** AIM **
Please print every line from the one containing "hand and give integer pixel coordinates." through the last line of the records below, exactly as written and nothing more.

** DATASET RECORDS **
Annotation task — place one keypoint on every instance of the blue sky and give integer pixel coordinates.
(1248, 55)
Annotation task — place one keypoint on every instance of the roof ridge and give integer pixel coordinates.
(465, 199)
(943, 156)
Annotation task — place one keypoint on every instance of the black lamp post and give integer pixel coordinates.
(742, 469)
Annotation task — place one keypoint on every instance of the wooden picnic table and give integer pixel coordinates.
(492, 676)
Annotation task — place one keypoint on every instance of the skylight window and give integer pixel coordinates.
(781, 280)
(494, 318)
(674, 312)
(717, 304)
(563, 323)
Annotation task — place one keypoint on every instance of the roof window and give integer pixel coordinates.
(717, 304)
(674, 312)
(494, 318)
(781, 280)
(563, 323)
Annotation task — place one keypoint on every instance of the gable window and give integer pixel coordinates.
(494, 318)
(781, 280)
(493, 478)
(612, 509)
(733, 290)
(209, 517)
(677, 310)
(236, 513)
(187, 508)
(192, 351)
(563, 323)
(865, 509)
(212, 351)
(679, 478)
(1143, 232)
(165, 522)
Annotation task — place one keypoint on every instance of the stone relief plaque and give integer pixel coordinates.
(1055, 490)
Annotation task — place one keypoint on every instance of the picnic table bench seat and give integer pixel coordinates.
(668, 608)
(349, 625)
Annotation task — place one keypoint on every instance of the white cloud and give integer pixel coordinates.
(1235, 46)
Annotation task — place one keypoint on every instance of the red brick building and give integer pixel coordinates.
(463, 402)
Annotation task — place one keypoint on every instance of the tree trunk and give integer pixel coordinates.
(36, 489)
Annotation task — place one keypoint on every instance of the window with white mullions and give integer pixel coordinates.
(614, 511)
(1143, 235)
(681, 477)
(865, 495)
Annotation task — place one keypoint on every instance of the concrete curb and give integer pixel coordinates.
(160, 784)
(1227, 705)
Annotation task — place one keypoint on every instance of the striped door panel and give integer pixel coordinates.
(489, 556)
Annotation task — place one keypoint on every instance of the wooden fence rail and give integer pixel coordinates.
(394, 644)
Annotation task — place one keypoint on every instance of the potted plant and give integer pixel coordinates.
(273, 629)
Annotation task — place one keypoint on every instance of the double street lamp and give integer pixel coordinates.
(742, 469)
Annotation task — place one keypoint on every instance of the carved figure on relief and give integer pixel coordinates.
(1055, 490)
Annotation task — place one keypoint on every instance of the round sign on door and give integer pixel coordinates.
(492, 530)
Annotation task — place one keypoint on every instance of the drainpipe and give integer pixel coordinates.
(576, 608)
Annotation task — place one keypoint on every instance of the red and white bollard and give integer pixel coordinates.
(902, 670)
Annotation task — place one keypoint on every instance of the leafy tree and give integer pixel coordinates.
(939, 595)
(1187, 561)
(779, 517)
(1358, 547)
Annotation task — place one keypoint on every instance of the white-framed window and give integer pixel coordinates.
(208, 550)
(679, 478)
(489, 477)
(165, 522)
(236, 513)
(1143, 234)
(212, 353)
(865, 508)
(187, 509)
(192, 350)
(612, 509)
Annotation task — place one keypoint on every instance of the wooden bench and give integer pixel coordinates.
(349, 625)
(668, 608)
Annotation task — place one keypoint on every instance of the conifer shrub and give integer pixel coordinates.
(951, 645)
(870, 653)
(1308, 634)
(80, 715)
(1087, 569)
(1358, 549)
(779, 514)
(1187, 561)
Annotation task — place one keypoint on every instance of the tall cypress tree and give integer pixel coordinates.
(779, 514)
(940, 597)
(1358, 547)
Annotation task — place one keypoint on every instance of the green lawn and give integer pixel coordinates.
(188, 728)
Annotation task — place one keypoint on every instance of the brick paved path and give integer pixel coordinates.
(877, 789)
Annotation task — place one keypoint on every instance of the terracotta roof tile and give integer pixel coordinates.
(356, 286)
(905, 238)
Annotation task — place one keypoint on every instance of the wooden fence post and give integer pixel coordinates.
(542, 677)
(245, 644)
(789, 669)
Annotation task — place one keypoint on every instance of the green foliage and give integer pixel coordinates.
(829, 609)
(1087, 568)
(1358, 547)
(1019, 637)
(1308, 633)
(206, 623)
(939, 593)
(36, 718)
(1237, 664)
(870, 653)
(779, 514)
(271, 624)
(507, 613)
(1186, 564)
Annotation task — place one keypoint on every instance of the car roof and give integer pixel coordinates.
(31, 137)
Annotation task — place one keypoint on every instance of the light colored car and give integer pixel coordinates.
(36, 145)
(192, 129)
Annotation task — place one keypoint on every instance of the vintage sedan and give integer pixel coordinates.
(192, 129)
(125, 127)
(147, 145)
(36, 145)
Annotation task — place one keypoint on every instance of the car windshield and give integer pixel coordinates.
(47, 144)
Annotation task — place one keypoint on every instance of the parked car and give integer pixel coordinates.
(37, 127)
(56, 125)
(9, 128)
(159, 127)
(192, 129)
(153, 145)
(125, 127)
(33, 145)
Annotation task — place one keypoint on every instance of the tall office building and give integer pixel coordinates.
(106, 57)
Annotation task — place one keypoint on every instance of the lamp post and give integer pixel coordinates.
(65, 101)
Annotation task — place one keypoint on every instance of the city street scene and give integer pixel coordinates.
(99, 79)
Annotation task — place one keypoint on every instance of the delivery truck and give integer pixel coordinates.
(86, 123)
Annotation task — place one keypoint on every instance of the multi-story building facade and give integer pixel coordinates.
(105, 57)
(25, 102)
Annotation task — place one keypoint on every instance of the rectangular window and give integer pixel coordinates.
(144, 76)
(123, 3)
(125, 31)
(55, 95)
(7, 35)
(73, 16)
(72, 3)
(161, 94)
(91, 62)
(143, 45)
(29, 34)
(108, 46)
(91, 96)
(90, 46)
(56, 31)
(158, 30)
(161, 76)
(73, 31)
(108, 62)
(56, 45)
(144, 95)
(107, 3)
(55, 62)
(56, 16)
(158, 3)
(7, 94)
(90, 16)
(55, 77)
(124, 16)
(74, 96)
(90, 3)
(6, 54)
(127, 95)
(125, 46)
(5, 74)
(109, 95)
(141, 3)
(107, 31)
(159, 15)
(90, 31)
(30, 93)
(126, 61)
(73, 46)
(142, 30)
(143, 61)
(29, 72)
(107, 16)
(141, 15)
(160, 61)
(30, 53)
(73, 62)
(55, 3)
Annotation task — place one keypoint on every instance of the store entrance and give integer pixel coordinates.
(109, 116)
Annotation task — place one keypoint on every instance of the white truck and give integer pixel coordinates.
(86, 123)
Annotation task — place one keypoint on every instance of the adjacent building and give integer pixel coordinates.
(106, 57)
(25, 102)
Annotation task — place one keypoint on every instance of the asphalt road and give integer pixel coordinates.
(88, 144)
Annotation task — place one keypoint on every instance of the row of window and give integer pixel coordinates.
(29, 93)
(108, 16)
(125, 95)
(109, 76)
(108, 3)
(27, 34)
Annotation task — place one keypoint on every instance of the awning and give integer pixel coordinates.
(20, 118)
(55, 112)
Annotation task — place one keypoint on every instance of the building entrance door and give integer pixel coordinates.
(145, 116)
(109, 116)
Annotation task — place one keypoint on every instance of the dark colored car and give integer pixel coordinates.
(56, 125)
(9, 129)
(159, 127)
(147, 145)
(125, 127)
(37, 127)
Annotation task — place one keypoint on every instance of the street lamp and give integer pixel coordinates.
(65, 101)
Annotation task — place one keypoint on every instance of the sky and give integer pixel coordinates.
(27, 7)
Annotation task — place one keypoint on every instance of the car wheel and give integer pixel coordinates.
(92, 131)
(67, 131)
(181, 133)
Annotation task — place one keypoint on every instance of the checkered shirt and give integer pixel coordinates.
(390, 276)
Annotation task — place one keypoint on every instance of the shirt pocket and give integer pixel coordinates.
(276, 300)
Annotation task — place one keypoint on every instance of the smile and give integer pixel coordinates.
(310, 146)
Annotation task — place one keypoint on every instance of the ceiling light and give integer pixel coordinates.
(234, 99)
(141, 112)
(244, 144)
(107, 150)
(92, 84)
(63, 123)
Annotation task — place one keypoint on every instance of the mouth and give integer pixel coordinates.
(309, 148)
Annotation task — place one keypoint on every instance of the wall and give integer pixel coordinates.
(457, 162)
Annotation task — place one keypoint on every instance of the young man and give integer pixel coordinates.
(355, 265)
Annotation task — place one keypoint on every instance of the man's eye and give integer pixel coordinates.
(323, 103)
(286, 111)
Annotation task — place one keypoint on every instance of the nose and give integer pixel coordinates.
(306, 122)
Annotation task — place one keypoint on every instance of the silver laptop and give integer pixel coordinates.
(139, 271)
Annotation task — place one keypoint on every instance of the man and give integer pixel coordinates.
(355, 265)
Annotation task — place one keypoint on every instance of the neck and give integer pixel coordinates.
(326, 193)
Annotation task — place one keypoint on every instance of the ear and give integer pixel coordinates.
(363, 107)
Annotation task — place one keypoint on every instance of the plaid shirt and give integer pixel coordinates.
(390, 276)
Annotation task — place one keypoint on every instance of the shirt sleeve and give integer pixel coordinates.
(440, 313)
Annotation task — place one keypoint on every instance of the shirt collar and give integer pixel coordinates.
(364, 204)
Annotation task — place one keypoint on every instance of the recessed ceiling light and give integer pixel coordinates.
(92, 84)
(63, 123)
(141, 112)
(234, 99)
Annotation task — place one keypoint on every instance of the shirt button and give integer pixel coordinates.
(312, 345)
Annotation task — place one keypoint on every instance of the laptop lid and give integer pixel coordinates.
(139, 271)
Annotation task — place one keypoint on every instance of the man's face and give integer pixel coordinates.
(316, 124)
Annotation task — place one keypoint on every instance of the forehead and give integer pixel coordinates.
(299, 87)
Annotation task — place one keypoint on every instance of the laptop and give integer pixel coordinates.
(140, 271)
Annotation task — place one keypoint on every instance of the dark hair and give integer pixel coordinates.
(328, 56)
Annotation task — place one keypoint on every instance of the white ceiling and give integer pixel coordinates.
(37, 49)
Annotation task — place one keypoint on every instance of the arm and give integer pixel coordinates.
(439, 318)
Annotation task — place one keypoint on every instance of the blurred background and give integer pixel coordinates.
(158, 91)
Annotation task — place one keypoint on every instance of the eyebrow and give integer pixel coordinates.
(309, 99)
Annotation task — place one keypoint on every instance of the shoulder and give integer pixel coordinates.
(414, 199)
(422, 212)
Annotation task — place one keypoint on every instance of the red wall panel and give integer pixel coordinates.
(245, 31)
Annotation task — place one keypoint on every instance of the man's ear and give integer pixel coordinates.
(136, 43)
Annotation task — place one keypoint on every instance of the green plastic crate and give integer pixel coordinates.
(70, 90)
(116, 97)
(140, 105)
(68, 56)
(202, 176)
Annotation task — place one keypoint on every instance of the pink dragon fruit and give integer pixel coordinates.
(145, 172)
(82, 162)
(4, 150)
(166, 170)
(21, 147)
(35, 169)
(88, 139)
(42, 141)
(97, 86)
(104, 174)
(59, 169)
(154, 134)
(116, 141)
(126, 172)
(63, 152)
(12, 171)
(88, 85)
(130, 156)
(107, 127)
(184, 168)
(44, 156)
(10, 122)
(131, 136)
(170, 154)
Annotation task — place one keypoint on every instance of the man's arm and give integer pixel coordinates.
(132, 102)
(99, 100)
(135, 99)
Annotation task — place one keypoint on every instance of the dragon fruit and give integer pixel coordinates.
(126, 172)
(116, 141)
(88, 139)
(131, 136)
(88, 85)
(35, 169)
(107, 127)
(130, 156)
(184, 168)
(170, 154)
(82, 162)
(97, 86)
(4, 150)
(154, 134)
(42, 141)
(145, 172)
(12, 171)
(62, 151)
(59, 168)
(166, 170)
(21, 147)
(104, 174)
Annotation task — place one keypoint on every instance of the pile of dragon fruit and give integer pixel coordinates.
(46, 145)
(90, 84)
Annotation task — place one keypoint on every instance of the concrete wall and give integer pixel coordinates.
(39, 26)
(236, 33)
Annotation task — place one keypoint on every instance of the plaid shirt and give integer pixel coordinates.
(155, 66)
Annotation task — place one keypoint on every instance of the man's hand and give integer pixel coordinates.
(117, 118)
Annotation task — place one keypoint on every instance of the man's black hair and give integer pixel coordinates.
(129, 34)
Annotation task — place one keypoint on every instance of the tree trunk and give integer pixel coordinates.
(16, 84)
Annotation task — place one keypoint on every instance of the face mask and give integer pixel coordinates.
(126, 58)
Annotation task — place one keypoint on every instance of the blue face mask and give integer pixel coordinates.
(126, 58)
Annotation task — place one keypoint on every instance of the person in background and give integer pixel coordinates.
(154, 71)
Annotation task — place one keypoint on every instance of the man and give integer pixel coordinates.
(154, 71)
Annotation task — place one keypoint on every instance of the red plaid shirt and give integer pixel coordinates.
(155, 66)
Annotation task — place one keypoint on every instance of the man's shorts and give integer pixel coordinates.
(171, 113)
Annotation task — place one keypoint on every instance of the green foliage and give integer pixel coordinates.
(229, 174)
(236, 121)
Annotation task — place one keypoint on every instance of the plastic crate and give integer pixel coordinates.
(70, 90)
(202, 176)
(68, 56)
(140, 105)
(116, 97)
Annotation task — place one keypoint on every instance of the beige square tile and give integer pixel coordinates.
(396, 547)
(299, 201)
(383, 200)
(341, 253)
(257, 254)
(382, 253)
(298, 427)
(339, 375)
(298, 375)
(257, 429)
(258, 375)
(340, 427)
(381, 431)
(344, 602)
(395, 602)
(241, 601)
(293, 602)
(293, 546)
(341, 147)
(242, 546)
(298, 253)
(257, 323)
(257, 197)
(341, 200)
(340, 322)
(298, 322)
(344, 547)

** COMPLETE OUTPUT **
Annotation task — place one keypoint on every instance of the man's hand and give integer pixel coordinates.
(117, 118)
Annotation task — place one keypoint on every instance of the man's black hair and give integer pixel coordinates.
(129, 34)
Annotation task — place one keypoint on every instance of the tree trunk and give integer pixel coordinates.
(16, 84)
Annotation task — place one keypoint on every instance of the face mask and give integer pixel coordinates.
(126, 58)
Annotation task — place one keypoint on every instance of the blue face mask and give integer pixel coordinates.
(126, 58)
Annotation task — place one keypoint on every instance of the person in background and give integer pixel coordinates.
(154, 71)
Annotation task — place one keypoint on every instance of the man and give integer pixel coordinates.
(154, 71)
Annotation task — place one keypoint on every instance of the red plaid shirt and give integer pixel coordinates.
(155, 66)
Annotation task — place one keypoint on every instance of the man's shorts and give integer pixel coordinates.
(171, 113)
Annotation task — place one keypoint on every instance of the green foliage and give integer pixel coordinates.
(229, 174)
(236, 121)
Annotation task — place one keypoint on every instance of the plastic crate and give integer pixel coordinates.
(70, 90)
(202, 176)
(68, 56)
(140, 105)
(116, 97)
Annotation task — place one keypoint on every instance of the beige square tile and give integer pixel coordinates.
(396, 547)
(299, 201)
(383, 200)
(341, 253)
(257, 254)
(382, 253)
(298, 427)
(339, 375)
(298, 375)
(257, 429)
(258, 375)
(340, 427)
(381, 431)
(344, 602)
(395, 602)
(241, 601)
(293, 602)
(293, 546)
(341, 147)
(242, 546)
(298, 253)
(257, 323)
(257, 197)
(341, 200)
(340, 322)
(298, 322)
(344, 547)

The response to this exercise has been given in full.